++++ Selected text ++++
Angry at attempt to destroy Iloilo City, elected officials

Posted by watchmen
August 7, 2017
Posted in OPINION

“If you know something is morally reprehensible, then it is your moral obligation to stop it as soon as possible.” –Jane Velez-Mitchell

As a true-blooded Ilonggo and community journalist, I will never allow merchants of lies, canards, and chaos to destroy the good name of Iloilo City in the Philippines built by our forefathers.
I will never sit down and act like hackneyed kibitzer while my city and our leaders are being sledge-hammered by purveyors of half-truth, intrigues, and political vendetta.
The most “shabulized” city in the Philippines? Look first at Ozamis, war-torn Marawi, and other big metropolis in Metro Manila where shabu warehouses have yielded billions of worth of illegal substances.
Mayor Jed Patrick Mabilog engaged in narco-politics? The cheapest Goebbels-inspired obloquy and hyperbole ever floated with no basis at all in truth, in fact, and in reality! Adventures of Huckleberry Finn?
Like any other Ilonggos, I have a moral obligation to defend my city and its leaders–regardless of their political and religious affiliations–from external moronic and destructive yet unfounded accusations and innuendos, which, if left unchallenged and uncorrected, would harm the Ilonggos’ moral fiber and create irreparable mayhem on their culture and psyche as peace-loving citizens.
In hours of great moral crisis, we are not supposed to play deaf, blind and mute. The hottest place in hell, according to Dante, is reserved for those who remain neutral in times of great moral conflict.

Necessary
The only thing necessary for the triumph of evil, exhorted Edmund Burke, is for good men to do nothing.
++++ Stored records ++++
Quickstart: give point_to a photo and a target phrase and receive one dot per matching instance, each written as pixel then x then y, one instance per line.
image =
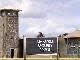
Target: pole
pixel 24 47
pixel 57 48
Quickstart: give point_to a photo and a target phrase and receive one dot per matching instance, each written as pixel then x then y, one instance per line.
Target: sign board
pixel 41 45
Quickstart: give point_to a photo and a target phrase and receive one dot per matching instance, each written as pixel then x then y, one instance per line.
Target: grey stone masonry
pixel 8 31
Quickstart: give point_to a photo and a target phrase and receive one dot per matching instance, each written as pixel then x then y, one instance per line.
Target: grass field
pixel 40 59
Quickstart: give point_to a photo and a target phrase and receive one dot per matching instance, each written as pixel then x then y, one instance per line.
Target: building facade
pixel 8 32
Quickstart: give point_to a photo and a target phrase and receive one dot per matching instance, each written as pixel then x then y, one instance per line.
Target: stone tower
pixel 8 32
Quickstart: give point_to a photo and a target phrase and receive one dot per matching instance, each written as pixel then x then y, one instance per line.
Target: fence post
pixel 24 47
pixel 57 48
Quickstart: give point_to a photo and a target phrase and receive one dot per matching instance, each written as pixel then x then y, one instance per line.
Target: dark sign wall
pixel 41 45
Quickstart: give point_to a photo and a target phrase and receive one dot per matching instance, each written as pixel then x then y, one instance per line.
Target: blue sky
pixel 52 17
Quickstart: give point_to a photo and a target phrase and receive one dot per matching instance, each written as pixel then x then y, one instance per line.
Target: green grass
pixel 40 59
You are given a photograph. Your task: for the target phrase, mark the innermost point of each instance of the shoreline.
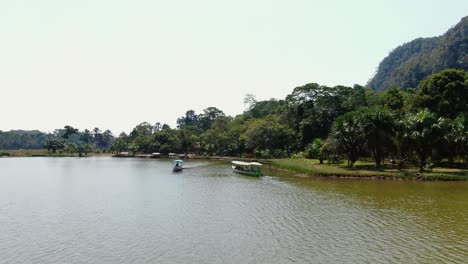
(301, 168)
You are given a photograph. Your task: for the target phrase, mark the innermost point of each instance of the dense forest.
(423, 127)
(68, 139)
(412, 62)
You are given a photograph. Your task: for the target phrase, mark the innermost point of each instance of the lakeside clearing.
(368, 170)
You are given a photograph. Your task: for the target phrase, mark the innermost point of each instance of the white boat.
(177, 165)
(247, 168)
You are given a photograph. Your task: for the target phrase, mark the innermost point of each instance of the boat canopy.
(241, 163)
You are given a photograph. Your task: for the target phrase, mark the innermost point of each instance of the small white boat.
(177, 165)
(247, 168)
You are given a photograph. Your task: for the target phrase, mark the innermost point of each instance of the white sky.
(114, 64)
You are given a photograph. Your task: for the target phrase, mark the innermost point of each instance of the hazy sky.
(114, 64)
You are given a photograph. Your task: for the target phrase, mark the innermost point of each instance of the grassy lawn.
(367, 169)
(42, 153)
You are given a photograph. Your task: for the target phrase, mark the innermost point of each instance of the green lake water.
(111, 210)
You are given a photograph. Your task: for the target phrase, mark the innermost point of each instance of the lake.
(111, 210)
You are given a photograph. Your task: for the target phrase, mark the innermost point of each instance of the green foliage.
(423, 131)
(349, 135)
(314, 150)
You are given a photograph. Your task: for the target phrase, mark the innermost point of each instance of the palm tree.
(423, 131)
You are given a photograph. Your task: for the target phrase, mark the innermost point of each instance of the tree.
(189, 119)
(69, 131)
(54, 145)
(208, 117)
(120, 144)
(444, 93)
(394, 99)
(379, 130)
(349, 135)
(314, 150)
(423, 132)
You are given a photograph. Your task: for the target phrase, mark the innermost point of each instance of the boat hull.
(250, 173)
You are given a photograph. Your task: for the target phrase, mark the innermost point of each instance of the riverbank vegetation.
(413, 130)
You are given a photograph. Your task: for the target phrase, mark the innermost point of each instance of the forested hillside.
(412, 62)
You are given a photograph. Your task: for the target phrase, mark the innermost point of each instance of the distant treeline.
(413, 62)
(423, 127)
(20, 139)
(60, 139)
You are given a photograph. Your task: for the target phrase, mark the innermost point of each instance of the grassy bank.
(364, 169)
(42, 153)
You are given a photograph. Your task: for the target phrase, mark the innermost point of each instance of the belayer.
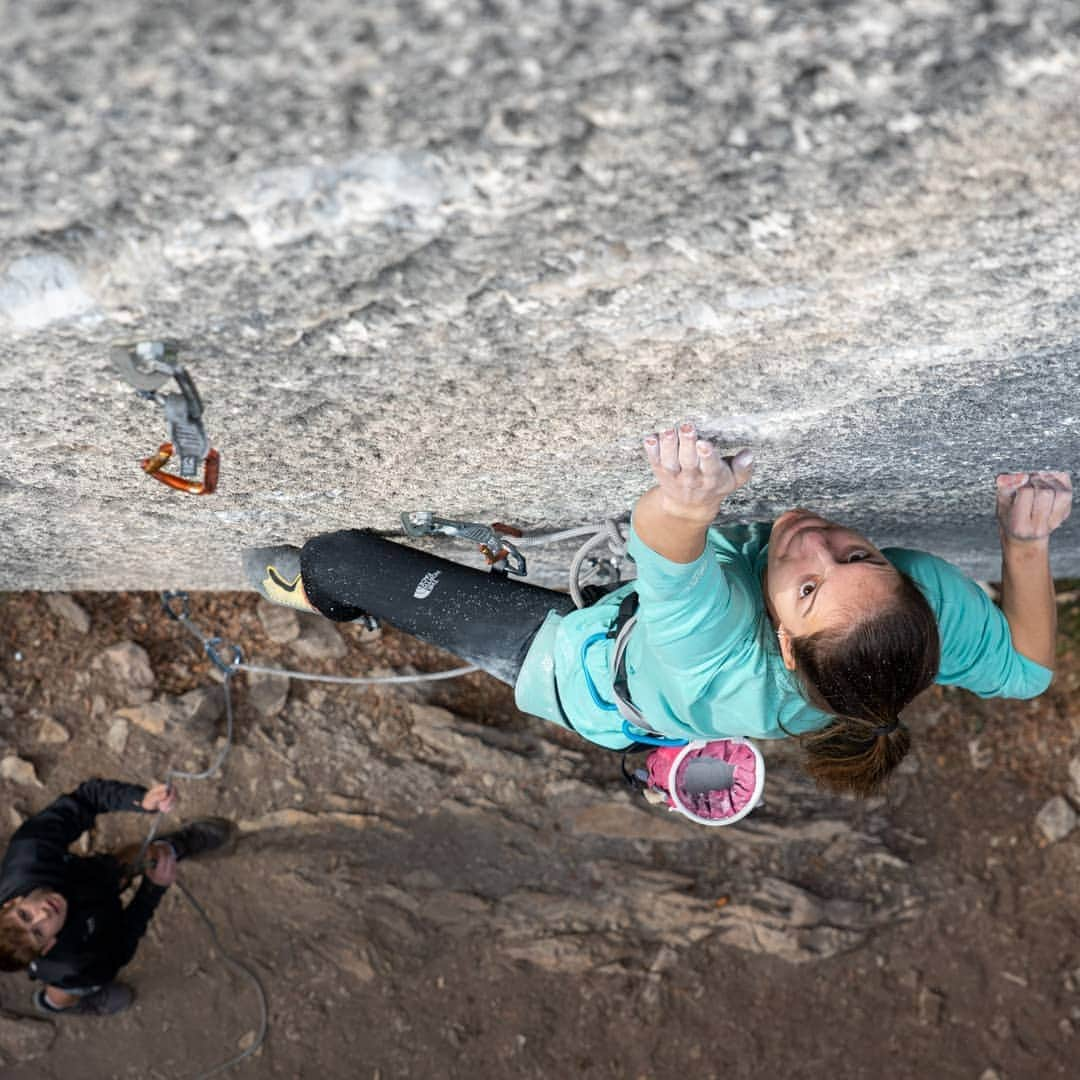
++++
Tasks:
1 - Summarize the opinion piece on Iloilo City in two sentences.
2 - Quote the opinion piece on Iloilo City between "As a true-blooded" and "of Huckleberry Finn?", inclusive.

Answer list:
1 - Writing as an Ilonggo community journalist, the author vows to defend Iloilo City and its leaders against what the piece calls lies and unfounded accusations, rejecting the claims that it is the most "shabulized" city in the Philippines and that Mayor Jed Patrick Mabilog engaged in narco-politics. Citing Dante and Edmund Burke, the piece argues that people must not remain neutral in times of great moral conflict, since evil triumphs when good men do nothing.

2 -
As a true-blooded Ilonggo and community journalist, I will never allow merchants of lies, canards, and chaos to destroy the good name of Iloilo City in the Philippines built by our forefathers.
I will never sit down and act like hackneyed kibitzer while my city and our leaders are being sledge-hammered by purveyors of half-truth, intrigues, and political vendetta.
The most “shabulized” city in the Philippines? Look first at Ozamis, war-torn Marawi, and other big metropolis in Metro Manila where shabu warehouses have yielded billions of worth of illegal substances.
Mayor Jed Patrick Mabilog engaged in narco-politics? The cheapest Goebbels-inspired obloquy and hyperbole ever floated with no basis at all in truth, in fact, and in reality! Adventures of Huckleberry Finn?